**Opis zadania**. Powtórz wszystkie poniższe wiersze bez jakichkolwiek zmian.

**Wiersze do zadania**.
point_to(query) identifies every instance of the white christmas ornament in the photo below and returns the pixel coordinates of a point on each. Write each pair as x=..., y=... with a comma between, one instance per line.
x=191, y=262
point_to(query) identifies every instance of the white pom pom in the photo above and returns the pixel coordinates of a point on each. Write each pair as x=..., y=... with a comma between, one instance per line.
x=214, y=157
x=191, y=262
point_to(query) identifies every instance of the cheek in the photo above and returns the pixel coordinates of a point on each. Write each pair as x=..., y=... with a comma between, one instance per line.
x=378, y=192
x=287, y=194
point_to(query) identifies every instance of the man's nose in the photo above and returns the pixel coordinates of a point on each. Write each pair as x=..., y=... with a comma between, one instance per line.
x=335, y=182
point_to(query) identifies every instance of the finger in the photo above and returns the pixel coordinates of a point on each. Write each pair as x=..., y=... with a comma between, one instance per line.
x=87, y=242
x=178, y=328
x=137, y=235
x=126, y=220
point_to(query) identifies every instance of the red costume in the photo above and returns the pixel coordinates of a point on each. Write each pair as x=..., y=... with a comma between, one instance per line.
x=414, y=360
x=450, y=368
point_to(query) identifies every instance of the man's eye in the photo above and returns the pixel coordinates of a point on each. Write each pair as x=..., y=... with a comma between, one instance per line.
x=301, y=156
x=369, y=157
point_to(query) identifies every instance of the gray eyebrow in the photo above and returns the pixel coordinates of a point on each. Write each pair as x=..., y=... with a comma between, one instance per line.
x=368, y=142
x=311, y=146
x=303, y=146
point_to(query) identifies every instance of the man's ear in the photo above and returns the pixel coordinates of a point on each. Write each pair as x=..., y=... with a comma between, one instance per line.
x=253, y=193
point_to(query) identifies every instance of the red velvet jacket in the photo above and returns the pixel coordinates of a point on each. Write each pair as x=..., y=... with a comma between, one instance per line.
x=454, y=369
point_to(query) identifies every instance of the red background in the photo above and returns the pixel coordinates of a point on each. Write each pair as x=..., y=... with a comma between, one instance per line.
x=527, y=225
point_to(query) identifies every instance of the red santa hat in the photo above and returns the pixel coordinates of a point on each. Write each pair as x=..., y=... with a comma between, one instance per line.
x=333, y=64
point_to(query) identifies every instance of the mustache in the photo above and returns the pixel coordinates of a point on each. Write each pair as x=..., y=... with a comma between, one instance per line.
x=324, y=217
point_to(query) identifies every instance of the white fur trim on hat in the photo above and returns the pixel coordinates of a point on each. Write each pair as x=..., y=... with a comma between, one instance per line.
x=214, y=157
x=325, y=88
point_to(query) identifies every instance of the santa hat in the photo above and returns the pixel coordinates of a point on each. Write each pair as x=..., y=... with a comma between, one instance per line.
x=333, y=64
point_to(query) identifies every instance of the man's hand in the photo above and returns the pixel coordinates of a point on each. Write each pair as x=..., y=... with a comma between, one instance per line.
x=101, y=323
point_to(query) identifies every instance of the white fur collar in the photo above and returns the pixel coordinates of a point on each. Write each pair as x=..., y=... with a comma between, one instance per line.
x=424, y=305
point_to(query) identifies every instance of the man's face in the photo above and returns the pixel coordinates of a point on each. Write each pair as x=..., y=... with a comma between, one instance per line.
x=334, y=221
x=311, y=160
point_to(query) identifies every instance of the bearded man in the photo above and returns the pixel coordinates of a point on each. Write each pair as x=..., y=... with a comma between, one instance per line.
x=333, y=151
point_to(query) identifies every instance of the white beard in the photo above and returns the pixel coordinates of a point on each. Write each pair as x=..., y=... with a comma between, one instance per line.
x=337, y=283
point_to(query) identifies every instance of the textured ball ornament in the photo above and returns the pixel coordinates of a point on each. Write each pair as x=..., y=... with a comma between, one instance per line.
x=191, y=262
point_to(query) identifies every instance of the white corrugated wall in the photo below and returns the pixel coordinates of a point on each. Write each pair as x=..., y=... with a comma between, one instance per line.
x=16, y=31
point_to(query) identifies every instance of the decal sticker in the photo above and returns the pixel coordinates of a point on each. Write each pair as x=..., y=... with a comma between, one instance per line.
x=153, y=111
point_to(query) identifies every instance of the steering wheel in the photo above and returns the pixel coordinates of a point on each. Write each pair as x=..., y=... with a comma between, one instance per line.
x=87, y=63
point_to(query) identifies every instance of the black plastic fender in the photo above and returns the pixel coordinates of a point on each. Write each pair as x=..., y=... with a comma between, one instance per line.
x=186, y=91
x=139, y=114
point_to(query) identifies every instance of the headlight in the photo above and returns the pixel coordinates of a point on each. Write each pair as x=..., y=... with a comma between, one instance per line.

**Odpowiedź do zadania**.
point_to(query) identifies every instance of the white christmas ornament in the photo below and returns the pixel coordinates of a point on each. Write each pair as x=..., y=... with a comma between, one instance per line.
x=191, y=262
point_to(query) identifies every instance of the white pom pom in the photo above and returns the pixel coordinates of a point on each. Write each pair as x=..., y=... with a comma between, one instance per line.
x=214, y=157
x=191, y=262
point_to(query) identifies every instance of the cheek in the photo above and returns the pixel coordinates of a point on each. Write each pair as x=..., y=... with a comma between, one instance per line.
x=378, y=192
x=287, y=194
point_to(query) identifies every instance of the man's nose in the photo above and returns the pixel coordinates of a point on each. Write each pair as x=..., y=... with a comma between, one instance per line.
x=335, y=182
point_to(query) identifies every instance of the finger in the photo above and returns the pixel coordinates of a point on each. Write each pair as x=..., y=... with a comma between, one instance per line.
x=87, y=242
x=178, y=328
x=137, y=235
x=126, y=220
point_to(query) identifies every instance of the red costume in the photo above and returns the pixel coordinates of a point on each. Write each pair as x=..., y=... with a comma between, one instance per line.
x=414, y=360
x=450, y=368
point_to(query) identifies every instance of the man's eye in the photo above and returns the pixel coordinates of a point on each. Write each pair as x=..., y=... with a comma between, one instance per line.
x=301, y=156
x=369, y=157
point_to(query) identifies every instance of the gray eyebrow in the photo above and returns the pixel coordinates of a point on each. Write each pair as x=..., y=... with a comma between, one instance per line.
x=368, y=142
x=311, y=146
x=303, y=146
point_to(query) identifies every instance of the man's ear in the photo above and returns the pixel coordinates of a point on each. Write each pair as x=..., y=... with a comma between, one instance per line.
x=253, y=193
point_to(query) identifies every instance of the red velvet jacket in the photo above and returns the pixel coordinates of a point on each. Write each pair as x=..., y=... with a comma between, one instance per line.
x=454, y=369
point_to(query) identifies every instance of the red background in the photo above and returns the pixel coordinates of a point on each. Write each pair as x=..., y=... with a comma between, one instance per line.
x=527, y=225
point_to(query) identifies every instance of the red santa hat in the photo above and returns the pixel coordinates of a point on each. Write each pair as x=..., y=... with a comma between, one instance per line.
x=333, y=64
point_to(query) identifies every instance of the mustache in the photo above and returns the pixel coordinates of a point on each. Write each pair as x=..., y=... with a comma between, one instance per line.
x=324, y=217
point_to(query) identifies every instance of the white fur trim on hat in the photo above and returns the pixel coordinates of a point on each. Write each pair as x=..., y=... with a comma between, one instance per line.
x=214, y=157
x=325, y=88
point_to(query) identifies every instance of the santa hat in the photo above and returns the pixel coordinates of a point on each. Write each pair as x=..., y=... with a comma between, one instance per line.
x=333, y=64
point_to(query) identifies every instance of the man's hand in the photo above and returns the pixel coordinates of a point on each. Write each pair as x=..., y=... with a comma between, one instance per line.
x=101, y=323
point_to(query) identifies every instance of the white fur collar in the photo above and returns the pixel coordinates of a point on each. Write each pair as x=..., y=... with a comma between, one instance per line.
x=424, y=305
point_to(query) identifies every instance of the man's face in the photo above and returns the pixel coordinates of a point on each. Write each pair as x=..., y=... with a comma between, one instance per line.
x=334, y=221
x=311, y=160
point_to(query) identifies every instance of the bearded man in the photo above and returns the pixel coordinates of a point on each. Write each pair as x=..., y=... with a comma between, one instance per line.
x=333, y=151
point_to(query) identifies every instance of the white beard in the photo above and returns the pixel coordinates of a point on each. Write each pair as x=..., y=... with a comma between, one instance per line.
x=337, y=283
point_to(query) identifies every instance of the textured ball ornament in the photo above and returns the pixel coordinates of a point on each. Write each pair as x=..., y=... with a comma between, one instance per line.
x=191, y=262
point_to(query) identifies every instance of the white corrugated wall in the photo below and returns the pixel coordinates of a point on each. Write each pair as x=..., y=... with a comma between, one instance per line.
x=16, y=31
point_to(query) identifies every instance of the decal sticker in the photo above and returns the pixel coordinates of a point on each. Write each pair as x=..., y=... with a comma between, one instance per line.
x=153, y=111
point_to(query) identifies every instance of the steering wheel in the photo above and returns the pixel coordinates of a point on each. Write each pair as x=..., y=... with a comma between, one instance per line.
x=87, y=63
point_to(query) identifies every instance of the black plastic fender in the photo above and returns the pixel coordinates of a point on each. Write each pair as x=..., y=... with a comma between, one instance per line.
x=186, y=91
x=139, y=114
point_to(query) identifies every instance of the headlight in the photo above and returns the pixel coordinates of a point on each. Write each pair as x=..., y=... with a comma between, one instance per line.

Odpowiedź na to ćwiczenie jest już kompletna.